EXERCISE DESCRIPTION
Going through the data below, copy out each line where the word "grass" shows up.

MATERIALS PROVIDED

-------------------------

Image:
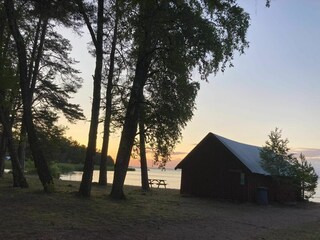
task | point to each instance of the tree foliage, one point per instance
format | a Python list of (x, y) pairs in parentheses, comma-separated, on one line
[(275, 155), (305, 176), (277, 160)]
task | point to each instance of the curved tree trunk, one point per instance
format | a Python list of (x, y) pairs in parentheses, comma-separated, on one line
[(39, 159), (85, 186)]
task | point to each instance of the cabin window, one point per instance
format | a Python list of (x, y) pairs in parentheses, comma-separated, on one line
[(242, 177)]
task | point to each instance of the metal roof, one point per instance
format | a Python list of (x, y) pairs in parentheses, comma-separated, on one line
[(249, 155)]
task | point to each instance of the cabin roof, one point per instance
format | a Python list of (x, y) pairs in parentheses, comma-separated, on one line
[(249, 155)]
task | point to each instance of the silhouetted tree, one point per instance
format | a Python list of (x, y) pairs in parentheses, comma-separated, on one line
[(187, 34)]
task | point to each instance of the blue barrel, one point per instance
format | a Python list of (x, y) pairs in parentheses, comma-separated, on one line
[(262, 196)]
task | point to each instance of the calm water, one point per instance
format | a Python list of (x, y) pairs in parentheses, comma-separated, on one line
[(172, 177), (133, 178)]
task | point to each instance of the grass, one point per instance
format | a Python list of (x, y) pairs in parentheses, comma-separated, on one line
[(59, 168), (158, 214)]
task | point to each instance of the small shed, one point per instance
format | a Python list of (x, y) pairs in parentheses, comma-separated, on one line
[(225, 169)]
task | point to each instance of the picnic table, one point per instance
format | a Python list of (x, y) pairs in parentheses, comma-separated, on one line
[(158, 182)]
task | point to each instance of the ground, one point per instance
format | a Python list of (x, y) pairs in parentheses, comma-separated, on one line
[(159, 214)]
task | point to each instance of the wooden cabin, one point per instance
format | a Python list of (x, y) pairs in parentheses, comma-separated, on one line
[(225, 169)]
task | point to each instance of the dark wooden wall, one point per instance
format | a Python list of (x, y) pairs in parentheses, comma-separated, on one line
[(211, 170)]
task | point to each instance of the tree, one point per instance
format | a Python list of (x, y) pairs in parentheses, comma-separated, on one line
[(36, 14), (277, 160), (85, 186), (108, 97), (305, 176), (275, 155), (183, 34)]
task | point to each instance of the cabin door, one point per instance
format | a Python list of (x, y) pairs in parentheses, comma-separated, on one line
[(235, 186)]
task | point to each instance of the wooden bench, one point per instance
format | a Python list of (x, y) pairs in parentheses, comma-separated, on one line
[(158, 182)]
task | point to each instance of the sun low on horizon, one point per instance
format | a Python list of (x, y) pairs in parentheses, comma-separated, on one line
[(273, 84)]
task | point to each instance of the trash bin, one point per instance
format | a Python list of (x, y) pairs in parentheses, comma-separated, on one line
[(262, 195)]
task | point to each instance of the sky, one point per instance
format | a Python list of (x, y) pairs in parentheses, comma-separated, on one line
[(274, 84)]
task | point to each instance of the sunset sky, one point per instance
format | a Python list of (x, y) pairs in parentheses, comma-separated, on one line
[(274, 84)]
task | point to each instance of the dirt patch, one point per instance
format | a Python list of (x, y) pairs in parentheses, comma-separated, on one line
[(160, 214)]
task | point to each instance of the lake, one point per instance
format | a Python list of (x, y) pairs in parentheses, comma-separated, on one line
[(172, 177), (133, 178)]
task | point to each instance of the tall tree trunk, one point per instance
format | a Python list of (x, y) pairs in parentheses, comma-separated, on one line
[(39, 159), (19, 179), (3, 146), (130, 127), (22, 145), (132, 114), (143, 155), (85, 186), (107, 119)]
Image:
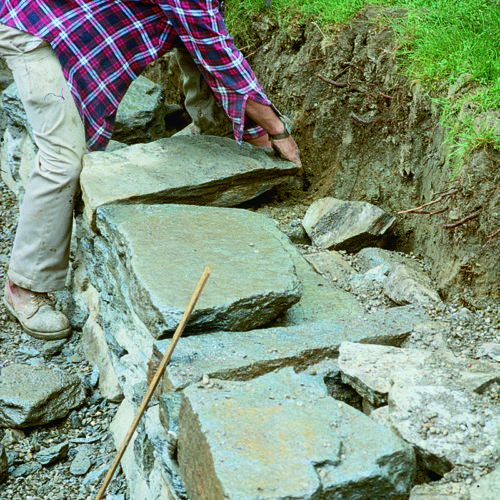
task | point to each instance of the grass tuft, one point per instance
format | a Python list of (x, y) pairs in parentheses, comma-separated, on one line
[(440, 40)]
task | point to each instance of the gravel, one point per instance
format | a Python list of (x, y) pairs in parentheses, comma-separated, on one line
[(469, 326), (86, 448)]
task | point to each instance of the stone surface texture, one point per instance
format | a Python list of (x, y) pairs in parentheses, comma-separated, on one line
[(345, 225), (31, 395), (201, 170), (281, 436)]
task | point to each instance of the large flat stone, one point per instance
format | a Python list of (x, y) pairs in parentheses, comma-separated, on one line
[(321, 299), (447, 427), (201, 170), (372, 370), (37, 395), (251, 354), (281, 437), (163, 250)]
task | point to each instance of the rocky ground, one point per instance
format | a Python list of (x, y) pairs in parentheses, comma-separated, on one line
[(470, 322), (471, 328), (79, 473)]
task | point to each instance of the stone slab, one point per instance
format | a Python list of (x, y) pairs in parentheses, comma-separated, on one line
[(321, 299), (251, 354), (372, 370), (201, 170), (164, 249), (345, 225), (37, 395), (447, 427), (281, 437)]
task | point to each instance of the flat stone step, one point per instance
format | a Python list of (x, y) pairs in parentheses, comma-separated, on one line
[(164, 249), (280, 437), (201, 170), (251, 354)]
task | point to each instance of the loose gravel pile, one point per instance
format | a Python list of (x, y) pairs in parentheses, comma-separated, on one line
[(87, 448), (469, 325)]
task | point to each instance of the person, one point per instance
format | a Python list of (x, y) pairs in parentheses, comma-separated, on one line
[(72, 62)]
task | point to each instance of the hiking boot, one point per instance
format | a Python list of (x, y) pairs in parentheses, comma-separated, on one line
[(36, 313)]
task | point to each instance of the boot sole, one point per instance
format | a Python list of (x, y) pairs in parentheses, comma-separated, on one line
[(61, 334)]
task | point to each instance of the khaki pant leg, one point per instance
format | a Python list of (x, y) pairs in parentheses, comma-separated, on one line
[(40, 255), (200, 102)]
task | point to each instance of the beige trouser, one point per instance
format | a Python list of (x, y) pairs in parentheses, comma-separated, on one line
[(40, 255), (200, 102)]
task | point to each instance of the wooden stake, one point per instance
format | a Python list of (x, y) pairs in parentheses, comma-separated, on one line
[(154, 382)]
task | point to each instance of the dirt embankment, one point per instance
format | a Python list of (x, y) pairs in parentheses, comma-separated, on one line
[(367, 133)]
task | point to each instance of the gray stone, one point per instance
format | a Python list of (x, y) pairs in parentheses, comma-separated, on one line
[(330, 265), (12, 436), (280, 437), (4, 464), (137, 485), (82, 463), (38, 395), (371, 257), (487, 488), (251, 354), (489, 350), (440, 491), (321, 299), (202, 170), (26, 469), (409, 286), (141, 114), (372, 370), (345, 225), (164, 249), (447, 427), (98, 352), (48, 456)]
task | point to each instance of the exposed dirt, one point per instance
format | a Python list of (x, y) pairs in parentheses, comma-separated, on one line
[(374, 136)]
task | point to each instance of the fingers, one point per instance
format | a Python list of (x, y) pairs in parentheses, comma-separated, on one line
[(288, 149)]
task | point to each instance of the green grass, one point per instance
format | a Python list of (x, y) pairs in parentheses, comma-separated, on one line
[(439, 41)]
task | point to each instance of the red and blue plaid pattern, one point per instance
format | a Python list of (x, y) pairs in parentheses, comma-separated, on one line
[(103, 45)]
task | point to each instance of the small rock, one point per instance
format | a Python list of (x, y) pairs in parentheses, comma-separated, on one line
[(81, 463), (48, 456)]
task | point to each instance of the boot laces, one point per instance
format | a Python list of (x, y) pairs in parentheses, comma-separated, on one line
[(41, 299)]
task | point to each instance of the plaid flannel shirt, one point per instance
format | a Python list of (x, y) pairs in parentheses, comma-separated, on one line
[(103, 45)]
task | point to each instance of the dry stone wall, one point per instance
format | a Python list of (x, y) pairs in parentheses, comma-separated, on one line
[(255, 401)]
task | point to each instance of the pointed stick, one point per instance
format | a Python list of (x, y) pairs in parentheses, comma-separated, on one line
[(154, 382)]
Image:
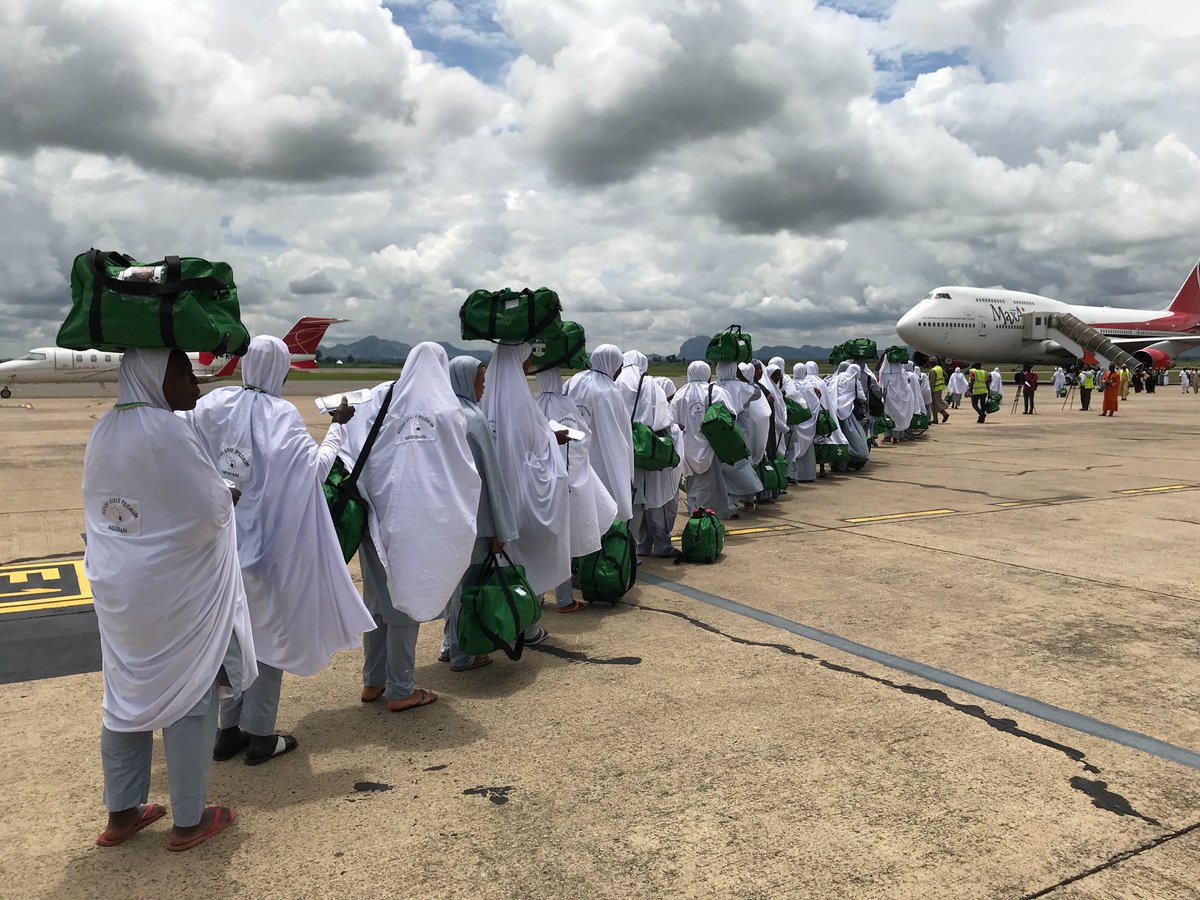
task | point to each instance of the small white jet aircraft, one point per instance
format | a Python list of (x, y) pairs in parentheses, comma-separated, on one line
[(999, 325), (55, 365)]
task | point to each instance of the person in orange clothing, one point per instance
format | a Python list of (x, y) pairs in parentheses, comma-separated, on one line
[(1111, 384)]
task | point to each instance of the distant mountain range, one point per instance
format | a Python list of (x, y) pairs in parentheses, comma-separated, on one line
[(379, 349)]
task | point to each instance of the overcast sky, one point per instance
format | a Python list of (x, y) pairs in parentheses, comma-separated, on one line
[(807, 169)]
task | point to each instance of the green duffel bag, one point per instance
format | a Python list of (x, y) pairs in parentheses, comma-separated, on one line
[(768, 472), (184, 303), (861, 348), (730, 346), (497, 610), (347, 507), (832, 453), (797, 412), (826, 424), (703, 538), (611, 571), (509, 316), (721, 431), (653, 450), (559, 348)]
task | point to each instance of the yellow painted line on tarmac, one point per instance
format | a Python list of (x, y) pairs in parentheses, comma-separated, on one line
[(736, 532), (43, 586), (897, 516), (1157, 490)]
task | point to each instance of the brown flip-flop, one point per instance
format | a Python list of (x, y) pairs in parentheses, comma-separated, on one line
[(222, 819), (424, 700), (150, 813)]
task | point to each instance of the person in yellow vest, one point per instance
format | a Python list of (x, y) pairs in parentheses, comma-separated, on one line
[(937, 385), (977, 381), (1086, 385)]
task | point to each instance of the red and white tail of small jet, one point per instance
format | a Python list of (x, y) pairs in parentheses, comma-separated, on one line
[(990, 324), (55, 365)]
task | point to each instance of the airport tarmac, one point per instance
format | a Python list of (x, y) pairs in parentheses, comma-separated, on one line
[(967, 672)]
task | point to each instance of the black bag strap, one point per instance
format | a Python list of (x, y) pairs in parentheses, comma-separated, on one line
[(349, 484)]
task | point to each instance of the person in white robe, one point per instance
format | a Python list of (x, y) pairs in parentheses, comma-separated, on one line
[(741, 480), (703, 479), (303, 605), (648, 405), (496, 522), (423, 491), (174, 628), (958, 385), (802, 463), (601, 403), (534, 472), (829, 403), (849, 390), (592, 509)]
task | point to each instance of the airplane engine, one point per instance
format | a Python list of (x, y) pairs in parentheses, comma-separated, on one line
[(1153, 358)]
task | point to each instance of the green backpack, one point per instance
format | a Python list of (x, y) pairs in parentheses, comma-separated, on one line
[(611, 571), (730, 346), (703, 538), (721, 431), (832, 453), (797, 412), (564, 347), (347, 507), (826, 424), (497, 610), (183, 303), (861, 348), (653, 450), (509, 316)]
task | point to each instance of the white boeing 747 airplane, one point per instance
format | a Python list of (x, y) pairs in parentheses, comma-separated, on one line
[(55, 365), (997, 325)]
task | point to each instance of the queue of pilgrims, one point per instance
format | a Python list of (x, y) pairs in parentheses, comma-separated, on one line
[(202, 610)]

-------------------------

SOLUTION FOR THIS PROBLEM
task | point to each instance of the grass, one point per instance
task | point to each instance of the grass tuft, one point per instance
task | point to each instance of the green grass, one point per instance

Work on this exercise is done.